Exercise directions -
Please copy out every line of the entries from the line with "Each instance receives one keypoint. Mark the short", including that line, through the end of the entries, offsetting each coordinate in the answers by adding 9 to both numbers. Give those lines alone.

Information shown -
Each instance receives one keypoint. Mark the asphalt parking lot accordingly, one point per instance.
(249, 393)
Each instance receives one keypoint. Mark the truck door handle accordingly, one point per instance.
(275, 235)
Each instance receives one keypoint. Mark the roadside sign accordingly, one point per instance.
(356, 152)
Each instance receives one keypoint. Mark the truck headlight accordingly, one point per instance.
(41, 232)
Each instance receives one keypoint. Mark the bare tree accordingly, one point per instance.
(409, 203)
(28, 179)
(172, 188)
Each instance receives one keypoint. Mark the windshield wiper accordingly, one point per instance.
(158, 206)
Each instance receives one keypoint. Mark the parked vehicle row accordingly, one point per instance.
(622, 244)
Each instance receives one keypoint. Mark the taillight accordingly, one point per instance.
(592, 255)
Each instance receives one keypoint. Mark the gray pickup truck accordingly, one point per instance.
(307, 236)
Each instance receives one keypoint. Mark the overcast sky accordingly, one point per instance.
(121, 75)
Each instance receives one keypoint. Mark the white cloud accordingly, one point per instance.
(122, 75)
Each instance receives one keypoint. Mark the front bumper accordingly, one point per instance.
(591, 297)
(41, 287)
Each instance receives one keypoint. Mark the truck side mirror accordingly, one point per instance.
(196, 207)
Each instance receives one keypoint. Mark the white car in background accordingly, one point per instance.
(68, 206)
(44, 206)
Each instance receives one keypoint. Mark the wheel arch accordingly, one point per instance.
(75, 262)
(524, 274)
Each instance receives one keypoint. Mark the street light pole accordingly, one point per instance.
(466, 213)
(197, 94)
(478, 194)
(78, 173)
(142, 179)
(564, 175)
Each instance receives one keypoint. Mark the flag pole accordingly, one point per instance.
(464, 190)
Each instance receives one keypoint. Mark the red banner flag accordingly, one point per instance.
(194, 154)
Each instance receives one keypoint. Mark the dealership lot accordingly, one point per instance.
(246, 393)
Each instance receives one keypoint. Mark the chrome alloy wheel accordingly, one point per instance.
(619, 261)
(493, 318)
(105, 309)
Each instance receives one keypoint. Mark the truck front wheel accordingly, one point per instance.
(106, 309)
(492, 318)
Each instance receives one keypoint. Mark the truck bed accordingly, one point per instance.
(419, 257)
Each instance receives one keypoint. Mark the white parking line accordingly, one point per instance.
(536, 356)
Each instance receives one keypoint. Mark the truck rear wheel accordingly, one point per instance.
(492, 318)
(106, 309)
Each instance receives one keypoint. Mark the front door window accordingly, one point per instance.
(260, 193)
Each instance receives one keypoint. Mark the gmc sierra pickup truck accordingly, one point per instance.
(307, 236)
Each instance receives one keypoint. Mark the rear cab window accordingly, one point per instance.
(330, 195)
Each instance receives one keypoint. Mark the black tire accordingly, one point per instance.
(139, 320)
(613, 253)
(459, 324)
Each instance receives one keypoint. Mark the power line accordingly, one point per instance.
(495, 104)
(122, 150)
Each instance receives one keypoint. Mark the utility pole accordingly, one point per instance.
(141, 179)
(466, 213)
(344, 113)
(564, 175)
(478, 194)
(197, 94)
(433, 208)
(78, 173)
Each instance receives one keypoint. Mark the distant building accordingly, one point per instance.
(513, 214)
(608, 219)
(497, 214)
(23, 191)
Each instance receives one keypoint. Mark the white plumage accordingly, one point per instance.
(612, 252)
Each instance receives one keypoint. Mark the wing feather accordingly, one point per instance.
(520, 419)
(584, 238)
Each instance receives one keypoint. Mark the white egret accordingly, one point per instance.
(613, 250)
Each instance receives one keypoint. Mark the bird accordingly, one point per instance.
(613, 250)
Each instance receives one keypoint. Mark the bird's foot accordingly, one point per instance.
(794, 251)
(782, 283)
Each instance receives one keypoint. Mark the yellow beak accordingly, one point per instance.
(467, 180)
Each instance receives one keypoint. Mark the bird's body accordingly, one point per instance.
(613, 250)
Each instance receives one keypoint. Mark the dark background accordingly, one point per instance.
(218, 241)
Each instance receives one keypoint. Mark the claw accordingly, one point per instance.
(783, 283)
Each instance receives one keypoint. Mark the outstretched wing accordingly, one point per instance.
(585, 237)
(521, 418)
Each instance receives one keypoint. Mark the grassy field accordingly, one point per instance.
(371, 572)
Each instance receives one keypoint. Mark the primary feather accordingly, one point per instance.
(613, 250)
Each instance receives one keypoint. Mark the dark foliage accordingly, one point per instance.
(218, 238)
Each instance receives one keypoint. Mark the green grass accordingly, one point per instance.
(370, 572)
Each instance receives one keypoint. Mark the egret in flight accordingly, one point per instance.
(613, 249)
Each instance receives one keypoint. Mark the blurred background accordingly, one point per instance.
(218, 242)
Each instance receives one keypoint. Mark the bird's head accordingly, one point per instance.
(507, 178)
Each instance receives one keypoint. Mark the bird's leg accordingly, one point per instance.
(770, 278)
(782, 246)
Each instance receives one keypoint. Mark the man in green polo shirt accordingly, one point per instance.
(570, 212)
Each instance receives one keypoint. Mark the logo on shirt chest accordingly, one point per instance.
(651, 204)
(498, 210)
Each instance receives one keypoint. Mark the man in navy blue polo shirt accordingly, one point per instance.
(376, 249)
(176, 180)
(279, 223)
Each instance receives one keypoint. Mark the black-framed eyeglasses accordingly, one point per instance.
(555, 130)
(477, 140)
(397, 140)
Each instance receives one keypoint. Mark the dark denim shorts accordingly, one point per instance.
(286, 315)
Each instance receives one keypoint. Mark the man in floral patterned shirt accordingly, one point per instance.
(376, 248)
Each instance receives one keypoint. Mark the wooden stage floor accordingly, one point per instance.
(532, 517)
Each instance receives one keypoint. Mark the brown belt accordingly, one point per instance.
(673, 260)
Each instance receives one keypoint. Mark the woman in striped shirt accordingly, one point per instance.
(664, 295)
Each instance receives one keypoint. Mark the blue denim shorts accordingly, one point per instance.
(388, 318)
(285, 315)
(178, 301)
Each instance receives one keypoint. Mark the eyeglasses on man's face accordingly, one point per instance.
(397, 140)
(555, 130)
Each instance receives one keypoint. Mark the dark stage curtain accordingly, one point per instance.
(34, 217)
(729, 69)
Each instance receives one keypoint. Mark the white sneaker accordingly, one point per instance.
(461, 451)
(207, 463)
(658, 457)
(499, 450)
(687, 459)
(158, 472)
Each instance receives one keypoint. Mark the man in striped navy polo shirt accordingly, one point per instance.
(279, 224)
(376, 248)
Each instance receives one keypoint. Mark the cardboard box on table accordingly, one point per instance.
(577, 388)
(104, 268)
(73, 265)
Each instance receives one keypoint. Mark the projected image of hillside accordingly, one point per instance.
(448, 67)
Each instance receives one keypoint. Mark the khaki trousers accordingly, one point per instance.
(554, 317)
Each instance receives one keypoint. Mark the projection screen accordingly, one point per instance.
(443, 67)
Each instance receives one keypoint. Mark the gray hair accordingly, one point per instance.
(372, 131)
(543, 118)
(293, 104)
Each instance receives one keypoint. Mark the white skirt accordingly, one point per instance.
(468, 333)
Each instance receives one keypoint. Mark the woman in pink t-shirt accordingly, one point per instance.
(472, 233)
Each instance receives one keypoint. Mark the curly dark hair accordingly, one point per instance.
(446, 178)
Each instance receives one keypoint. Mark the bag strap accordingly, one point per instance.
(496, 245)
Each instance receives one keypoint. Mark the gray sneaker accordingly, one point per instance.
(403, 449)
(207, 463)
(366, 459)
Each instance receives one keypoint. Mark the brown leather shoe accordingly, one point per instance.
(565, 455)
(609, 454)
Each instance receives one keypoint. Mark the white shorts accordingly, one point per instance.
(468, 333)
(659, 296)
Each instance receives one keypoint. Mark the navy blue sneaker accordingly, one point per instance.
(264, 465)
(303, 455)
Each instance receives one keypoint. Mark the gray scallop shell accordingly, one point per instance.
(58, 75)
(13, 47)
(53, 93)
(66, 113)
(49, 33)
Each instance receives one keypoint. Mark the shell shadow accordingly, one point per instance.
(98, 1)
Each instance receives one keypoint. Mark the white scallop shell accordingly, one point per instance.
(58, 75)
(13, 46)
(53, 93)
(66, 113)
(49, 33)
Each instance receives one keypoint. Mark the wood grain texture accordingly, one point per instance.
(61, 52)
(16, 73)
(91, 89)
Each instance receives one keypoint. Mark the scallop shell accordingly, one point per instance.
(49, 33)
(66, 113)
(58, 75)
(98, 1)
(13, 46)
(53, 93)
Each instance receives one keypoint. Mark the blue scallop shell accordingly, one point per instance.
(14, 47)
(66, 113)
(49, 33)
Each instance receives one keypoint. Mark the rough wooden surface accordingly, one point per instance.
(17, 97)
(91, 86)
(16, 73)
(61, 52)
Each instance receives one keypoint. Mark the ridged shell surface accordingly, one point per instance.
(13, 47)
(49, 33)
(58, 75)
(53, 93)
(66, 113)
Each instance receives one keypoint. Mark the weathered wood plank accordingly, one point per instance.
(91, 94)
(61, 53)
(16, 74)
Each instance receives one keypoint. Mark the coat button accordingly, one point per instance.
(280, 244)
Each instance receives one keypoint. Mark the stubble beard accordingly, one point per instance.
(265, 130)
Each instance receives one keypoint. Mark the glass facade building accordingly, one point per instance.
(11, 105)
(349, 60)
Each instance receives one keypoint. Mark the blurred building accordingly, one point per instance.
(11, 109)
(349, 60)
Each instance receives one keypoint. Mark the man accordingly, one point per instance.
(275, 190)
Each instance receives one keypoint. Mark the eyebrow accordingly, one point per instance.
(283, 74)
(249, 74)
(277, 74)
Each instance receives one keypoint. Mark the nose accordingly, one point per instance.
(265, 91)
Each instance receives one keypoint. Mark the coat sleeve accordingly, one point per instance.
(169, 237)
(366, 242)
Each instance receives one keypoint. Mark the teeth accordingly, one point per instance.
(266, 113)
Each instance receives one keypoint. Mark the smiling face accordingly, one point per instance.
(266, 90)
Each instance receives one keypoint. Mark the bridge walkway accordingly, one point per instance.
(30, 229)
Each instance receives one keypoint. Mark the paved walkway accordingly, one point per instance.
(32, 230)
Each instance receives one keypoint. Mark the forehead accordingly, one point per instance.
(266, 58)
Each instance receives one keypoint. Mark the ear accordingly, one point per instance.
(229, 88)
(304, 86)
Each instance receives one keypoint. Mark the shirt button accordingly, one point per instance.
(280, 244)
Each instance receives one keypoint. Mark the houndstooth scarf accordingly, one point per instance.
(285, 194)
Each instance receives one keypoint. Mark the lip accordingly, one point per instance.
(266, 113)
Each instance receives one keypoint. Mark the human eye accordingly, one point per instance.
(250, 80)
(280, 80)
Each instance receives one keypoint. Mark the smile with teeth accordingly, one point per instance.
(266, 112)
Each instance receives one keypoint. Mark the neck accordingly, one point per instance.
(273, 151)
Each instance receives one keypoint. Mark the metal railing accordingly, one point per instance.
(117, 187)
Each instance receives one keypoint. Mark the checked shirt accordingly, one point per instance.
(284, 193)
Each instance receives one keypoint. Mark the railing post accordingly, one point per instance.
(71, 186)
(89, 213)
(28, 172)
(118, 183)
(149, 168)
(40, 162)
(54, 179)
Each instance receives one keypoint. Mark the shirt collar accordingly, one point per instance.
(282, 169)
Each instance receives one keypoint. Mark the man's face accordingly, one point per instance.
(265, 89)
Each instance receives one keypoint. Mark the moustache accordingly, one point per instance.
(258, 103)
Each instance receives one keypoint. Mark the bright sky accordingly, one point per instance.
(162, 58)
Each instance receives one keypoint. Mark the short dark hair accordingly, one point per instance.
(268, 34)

Final result -
Each instance receives one keypoint. Mark the short dark hair accordingly, one point per instance.
(277, 43)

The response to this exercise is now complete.